REQUIRED WORK
Rewrite the lines below, switching "Mark one point" to "Place one point" wherever it occurs and leaving all else unchanged.

[Items from a dataset]
⁂

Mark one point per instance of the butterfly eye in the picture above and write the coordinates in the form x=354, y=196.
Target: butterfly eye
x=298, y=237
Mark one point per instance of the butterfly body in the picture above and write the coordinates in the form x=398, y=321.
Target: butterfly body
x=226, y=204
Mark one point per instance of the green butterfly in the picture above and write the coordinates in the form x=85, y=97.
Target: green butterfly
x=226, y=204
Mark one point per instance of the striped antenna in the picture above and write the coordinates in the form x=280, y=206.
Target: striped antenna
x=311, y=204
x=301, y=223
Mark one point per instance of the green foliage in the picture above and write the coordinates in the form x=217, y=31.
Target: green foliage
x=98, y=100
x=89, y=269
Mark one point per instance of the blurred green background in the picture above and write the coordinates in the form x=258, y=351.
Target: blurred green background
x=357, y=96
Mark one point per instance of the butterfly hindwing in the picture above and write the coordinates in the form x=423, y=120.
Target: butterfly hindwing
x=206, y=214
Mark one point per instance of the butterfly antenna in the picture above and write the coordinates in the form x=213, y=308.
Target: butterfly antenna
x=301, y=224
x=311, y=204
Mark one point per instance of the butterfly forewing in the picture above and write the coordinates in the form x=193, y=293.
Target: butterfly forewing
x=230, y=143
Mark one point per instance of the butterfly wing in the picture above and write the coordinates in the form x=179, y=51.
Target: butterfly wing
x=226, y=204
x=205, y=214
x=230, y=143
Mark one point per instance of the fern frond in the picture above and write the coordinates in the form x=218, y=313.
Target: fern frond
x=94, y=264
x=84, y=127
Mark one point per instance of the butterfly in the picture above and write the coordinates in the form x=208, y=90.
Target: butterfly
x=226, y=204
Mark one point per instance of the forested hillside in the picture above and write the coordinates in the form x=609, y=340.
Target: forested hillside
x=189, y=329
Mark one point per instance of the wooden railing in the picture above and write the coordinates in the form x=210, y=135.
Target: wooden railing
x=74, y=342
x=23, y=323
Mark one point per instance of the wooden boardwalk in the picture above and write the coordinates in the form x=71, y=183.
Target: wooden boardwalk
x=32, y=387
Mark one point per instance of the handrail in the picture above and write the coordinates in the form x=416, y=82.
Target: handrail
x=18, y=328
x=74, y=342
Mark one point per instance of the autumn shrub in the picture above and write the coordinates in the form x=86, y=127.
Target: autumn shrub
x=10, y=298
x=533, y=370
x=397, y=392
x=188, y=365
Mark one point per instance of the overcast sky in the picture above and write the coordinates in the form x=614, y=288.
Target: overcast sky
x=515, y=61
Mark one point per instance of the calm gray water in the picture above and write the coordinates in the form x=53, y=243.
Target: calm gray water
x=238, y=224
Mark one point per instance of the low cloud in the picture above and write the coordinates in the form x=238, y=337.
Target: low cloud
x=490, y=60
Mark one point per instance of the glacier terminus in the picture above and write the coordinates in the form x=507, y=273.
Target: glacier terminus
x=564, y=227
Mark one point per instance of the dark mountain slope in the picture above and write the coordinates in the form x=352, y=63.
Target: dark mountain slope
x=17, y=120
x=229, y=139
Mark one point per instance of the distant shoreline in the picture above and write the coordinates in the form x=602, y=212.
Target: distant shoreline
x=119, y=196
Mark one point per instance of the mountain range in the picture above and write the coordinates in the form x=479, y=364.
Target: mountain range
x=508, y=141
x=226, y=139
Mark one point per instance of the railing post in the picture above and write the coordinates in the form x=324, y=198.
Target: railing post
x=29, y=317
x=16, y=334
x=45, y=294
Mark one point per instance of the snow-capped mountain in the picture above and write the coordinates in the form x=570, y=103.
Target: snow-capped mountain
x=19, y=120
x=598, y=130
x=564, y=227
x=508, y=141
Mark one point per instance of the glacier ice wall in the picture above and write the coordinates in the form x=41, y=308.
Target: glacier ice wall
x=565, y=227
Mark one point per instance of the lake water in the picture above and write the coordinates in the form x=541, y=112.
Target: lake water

⁂

EXERCISE ANSWER
Place one point per instance of the butterfly eye in the picture above and write the coordinates in the form x=354, y=196.
Target: butterfly eye
x=298, y=237
Place one point per instance of the butterfly body in the picture above and write the coordinates in the form x=398, y=321.
Target: butterfly body
x=226, y=204
Place one point per instance of the green butterfly in the picture above and write the coordinates in the form x=85, y=97.
Target: green butterfly
x=226, y=204
Place one point per instance of the striped antenna in the picture above and write the coordinates in the form x=280, y=206.
Target: striped antenna
x=311, y=204
x=301, y=223
Place one point per instance of the green foliage in the picture above and write the coordinates in the form x=217, y=31.
Target: green foliage
x=98, y=100
x=89, y=269
Place one point per instance of the blurred green background in the picture above and write the coordinates in the form x=258, y=351.
Target: blurred green background
x=357, y=96
Place one point per instance of the butterfly hindwing in the picture above and write the coordinates in the form x=423, y=120.
Target: butterfly hindwing
x=206, y=214
Place one point per instance of the butterfly antenna in the picture above and write the coordinates in the form x=213, y=308.
Target: butterfly antenna
x=301, y=224
x=311, y=204
Place one point per instance of the butterfly forewing in the picture above and write the coordinates in the form x=193, y=293.
Target: butterfly forewing
x=230, y=143
Place one point per instance of the butterfly wing in the picture above and write the coordinates in the form x=179, y=51.
Target: butterfly wing
x=226, y=204
x=205, y=214
x=230, y=143
Place one point per instance of the fern frond in the picture above and write the coordinates in the form x=218, y=313.
Target: fern frond
x=94, y=264
x=84, y=127
Place one point per instance of the butterfly in the picture above and write the coordinates in the form x=208, y=90.
Target: butterfly
x=226, y=204
Place one point per instance of the forested hillside in the picture above and write the coordinates in the form x=609, y=340.
Target: forested hillside
x=189, y=329
Place one point per instance of the wooden railing in the picture above and write the coordinates in the form x=210, y=135.
Target: wooden railing
x=74, y=342
x=23, y=323
Place one point per instance of the wooden boardwalk in the picture above and write the coordinates in the form x=71, y=183.
Target: wooden boardwalk
x=32, y=387
Place one point per instance of the handrail in the picture above and write the coordinates in the form x=416, y=82.
Target: handrail
x=18, y=328
x=74, y=342
Place one point per instance of the autumn shrub in the picture above and write the coordinates in the form x=86, y=127.
Target: autumn shrub
x=10, y=298
x=533, y=370
x=397, y=392
x=188, y=365
Place one point per instance of the overcast sky in the picture above and write the coordinates in the form x=614, y=288.
Target: overcast sky
x=515, y=61
Place one point per instance of the calm gray water in the picture above and write the coordinates in the form x=53, y=243.
Target: calm gray water
x=238, y=224
Place one point per instance of the low cloud in the picture above and write the coordinates in the form x=238, y=337.
Target: low cloud
x=490, y=60
Place one point per instance of the glacier terminus in the picture above and write the coordinates in the form x=507, y=273.
Target: glacier terminus
x=564, y=227
Place one point per instance of the dark mountain slope in the picture above and write the coordinates in the form x=352, y=63.
Target: dark mountain slope
x=17, y=120
x=229, y=139
Place one point per instance of the distant shoreline in the picture above and write the coordinates in the form x=602, y=212.
Target: distant shoreline
x=119, y=196
Place one point per instance of the mountain range in the picture above and write the coordinates in the form x=479, y=364.
Target: mountain range
x=508, y=141
x=226, y=139
Place one point per instance of the railing post in the picture above and write the coordinates in the form x=324, y=198.
Target: railing post
x=29, y=317
x=16, y=334
x=45, y=294
Place one point per instance of the snow-capped mountain in the picture above and write the coordinates in the form x=570, y=103.
Target: snow-capped mountain
x=19, y=120
x=598, y=130
x=564, y=227
x=508, y=141
Place one point per instance of the glacier ice wall in the picture above and write the coordinates in the form x=41, y=308.
Target: glacier ice wall
x=565, y=227
Place one point per instance of the lake water in the picture above and write the coordinates in the form x=541, y=112.
Target: lake water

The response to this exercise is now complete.